> Aim A: In the listing, rewrite the stretch from the line containing "Presence check — is any stage" through the line containing "left=531, top=375, right=724, bottom=534" as a JSON list of strings, with one string per line and blank lines omitted.

The government appeals from the court’s pretrial order suppressing four Preludin tablets the police had seized from a small change purse carried by appellee.1 The seizure rested entirely upon a tip to police by an anonymous informant — an addict who had both a criminal record and a criminal charge pending against him. The trial court heard testimony on appellee’s motion to suppress from (1) the officer who made the seizure and (2) the officer who received the tip. The court concluded that the prosecution failed to demonstrate the officers had grounds to deem the informant credible and hence they lacked probable cause to effect the seizure.
Aguilar v. Texas, 378 U.S. 108, 114, 84 S.Ct. 1509, 12 L.Ed.2d 723 (1964), provides that when the police rely solely upon an informant’s tip as the basis for making an arrest or seizure, the court hearing the pretrial suppression motion must make two distinct findings in order to uphold the police action: (1) that the informant had direct knowledge of the information which he conveyed to the authorities, i. e., that the informant’s own perceptions led him to believe that criminal activity was occurring, and (2) that the informant had sufficient veracity so that the police acted reasonably in giving credence to his tip. The so-called veracity prong may be satisfied by the prosecution showing the judicial officer that either (a) the informant had a history of giving accurate information, or (b) the information he gave on this particular occasion, without regard to the informant’s accuracy in the past, had special indicia of reliability (e. g., where the police provide the informant — either by threat or promise of reward — with the incentive to tell the truth. United States v. Carter, 162 U.S.App.D.C. 132, 134, 498 F.2d 83, 85 (1974).) The precise language of Aguilar which dealt with an informant’s tip about narcotics is:
[T]he magistrate must be informed of some of the underlying circumstances from which the informant concluded that the narcotics were where he claimed they were, and some of the underlying circumstances from which the officer concluded that the informant, whose identity need not be disclosed, was “credible” or his information “reliable.” [378 U.S. at 114, 84 S.Ct. at 1514; citation omitted.]2
*1093The record reflects that in the early evening of February 9, 1977, Sergeant Lawrence Ware of the Metropolitan Police Department received a telephone call from an informant who had previously given him information.3 Sergeant Ware testified that:
Source stated to me that there was a negro female, approximately 5'6", ISO pounds, medium-brown skin, that she had on a gold hat, wearing sunglasses, she had a brown jacket on with plaid front, that she had on red pants and bedroom shoes and that she was selling Bam [Pre-ludin] and Dee [Dilaudid] from a small change purse, and that she was inside [a] store, on the corner of 10th and 0 Streets, N.W.

> Aim B: Reproduce the court opinion above word for word.

> Source data:
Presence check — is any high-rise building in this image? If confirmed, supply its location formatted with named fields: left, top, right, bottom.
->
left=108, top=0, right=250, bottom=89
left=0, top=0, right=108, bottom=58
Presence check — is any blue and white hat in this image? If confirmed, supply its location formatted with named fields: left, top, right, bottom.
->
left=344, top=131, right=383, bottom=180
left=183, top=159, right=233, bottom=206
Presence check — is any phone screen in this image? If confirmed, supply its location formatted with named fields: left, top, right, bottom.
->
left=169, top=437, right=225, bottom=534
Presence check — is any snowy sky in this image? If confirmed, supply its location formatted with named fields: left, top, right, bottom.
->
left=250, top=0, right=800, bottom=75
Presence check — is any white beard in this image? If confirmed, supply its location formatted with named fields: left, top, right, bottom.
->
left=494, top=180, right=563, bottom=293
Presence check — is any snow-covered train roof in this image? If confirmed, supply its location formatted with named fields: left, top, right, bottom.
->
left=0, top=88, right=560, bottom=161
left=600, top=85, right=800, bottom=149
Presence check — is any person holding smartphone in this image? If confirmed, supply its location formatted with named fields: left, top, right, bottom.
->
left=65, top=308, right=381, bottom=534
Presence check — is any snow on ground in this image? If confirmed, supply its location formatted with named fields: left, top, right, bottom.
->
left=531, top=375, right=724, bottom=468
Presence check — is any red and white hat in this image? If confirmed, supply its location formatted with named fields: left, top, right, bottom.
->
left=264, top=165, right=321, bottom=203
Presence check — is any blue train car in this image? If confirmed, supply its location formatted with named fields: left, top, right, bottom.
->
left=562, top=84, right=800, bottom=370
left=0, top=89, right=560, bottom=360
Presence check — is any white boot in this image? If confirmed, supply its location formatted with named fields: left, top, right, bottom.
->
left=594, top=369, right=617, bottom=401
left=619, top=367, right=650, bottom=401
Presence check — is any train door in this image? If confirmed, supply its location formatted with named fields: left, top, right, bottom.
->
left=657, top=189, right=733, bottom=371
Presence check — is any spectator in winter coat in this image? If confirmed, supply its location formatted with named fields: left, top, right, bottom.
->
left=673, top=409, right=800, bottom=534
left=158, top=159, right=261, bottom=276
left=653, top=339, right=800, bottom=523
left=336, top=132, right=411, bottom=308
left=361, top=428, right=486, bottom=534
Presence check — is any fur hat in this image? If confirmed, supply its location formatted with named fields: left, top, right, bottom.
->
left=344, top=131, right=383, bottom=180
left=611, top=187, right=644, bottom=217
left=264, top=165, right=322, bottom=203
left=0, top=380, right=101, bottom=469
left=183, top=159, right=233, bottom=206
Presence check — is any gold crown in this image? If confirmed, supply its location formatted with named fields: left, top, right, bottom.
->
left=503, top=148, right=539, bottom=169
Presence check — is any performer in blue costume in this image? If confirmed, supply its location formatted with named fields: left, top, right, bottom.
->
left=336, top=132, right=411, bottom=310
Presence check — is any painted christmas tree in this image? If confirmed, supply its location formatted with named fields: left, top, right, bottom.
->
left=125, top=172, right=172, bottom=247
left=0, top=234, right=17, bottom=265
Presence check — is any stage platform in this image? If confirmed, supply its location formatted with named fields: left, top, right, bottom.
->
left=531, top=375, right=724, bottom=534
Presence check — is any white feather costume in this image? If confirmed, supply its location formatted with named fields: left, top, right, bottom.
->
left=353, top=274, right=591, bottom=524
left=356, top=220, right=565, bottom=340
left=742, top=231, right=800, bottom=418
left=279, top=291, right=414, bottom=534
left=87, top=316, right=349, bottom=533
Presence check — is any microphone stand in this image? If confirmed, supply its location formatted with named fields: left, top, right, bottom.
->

> Result A:
[
  "Presence check — is any stage platform in this image? If confirmed, supply its location formatted with named fields: left, top, right, bottom.",
  "->",
  "left=531, top=375, right=724, bottom=534"
]

> Result B:
The government appeals from the court’s pretrial order suppressing four Preludin tablets the police had seized from a small change purse carried by appellee.1 The seizure rested entirely upon a tip to police by an anonymous informant — an addict who had both a criminal record and a criminal charge pending against him. The trial court heard testimony on appellee’s motion to suppress from (1) the officer who made the seizure and (2) the officer who received the tip. The court concluded that the prosecution failed to demonstrate the officers had grounds to deem the informant credible and hence they lacked probable cause to effect the seizure.
Aguilar v. Texas, 378 U.S. 108, 114, 84 S.Ct. 1509, 12 L.Ed.2d 723 (1964), provides that when the police rely solely upon an informant’s tip as the basis for making an arrest or seizure, the court hearing the pretrial suppression motion must make two distinct findings in order to uphold the police action: (1) that the informant had direct knowledge of the information which he conveyed to the authorities, i. e., that the informant’s own perceptions led him to believe that criminal activity was occurring, and (2) that the informant had sufficient veracity so that the police acted reasonably in giving credence to his tip. The so-called veracity prong may be satisfied by the prosecution showing the judicial officer that either (a) the informant had a history of giving accurate information, or (b) the information he gave on this particular occasion, without regard to the informant’s accuracy in the past, had special indicia of reliability (e. g., where the police provide the informant — either by threat or promise of reward — with the incentive to tell the truth. United States v. Carter, 162 U.S.App.D.C. 132, 134, 498 F.2d 83, 85 (1974).) The precise language of Aguilar which dealt with an informant’s tip about narcotics is:
[T]he magistrate must be informed of some of the underlying circumstances from which the informant concluded that the narcotics were where he claimed they were, and some of the underlying circumstances from which the officer concluded that the informant, whose identity need not be disclosed, was “credible” or his information “reliable.” [378 U.S. at 114, 84 S.Ct. at 1514; citation omitted.]2
*1093The record reflects that in the early evening of February 9, 1977, Sergeant Lawrence Ware of the Metropolitan Police Department received a telephone call from an informant who had previously given him information.3 Sergeant Ware testified that:
Source stated to me that there was a negro female, approximately 5'6", ISO pounds, medium-brown skin, that she had on a gold hat, wearing sunglasses, she had a brown jacket on with plaid front, that she had on red pants and bedroom shoes and that she was selling Bam [Pre-ludin] and Dee [Dilaudid] from a small change purse, and that she was inside [a] store, on the corner of 10th and 0 Streets, N.W.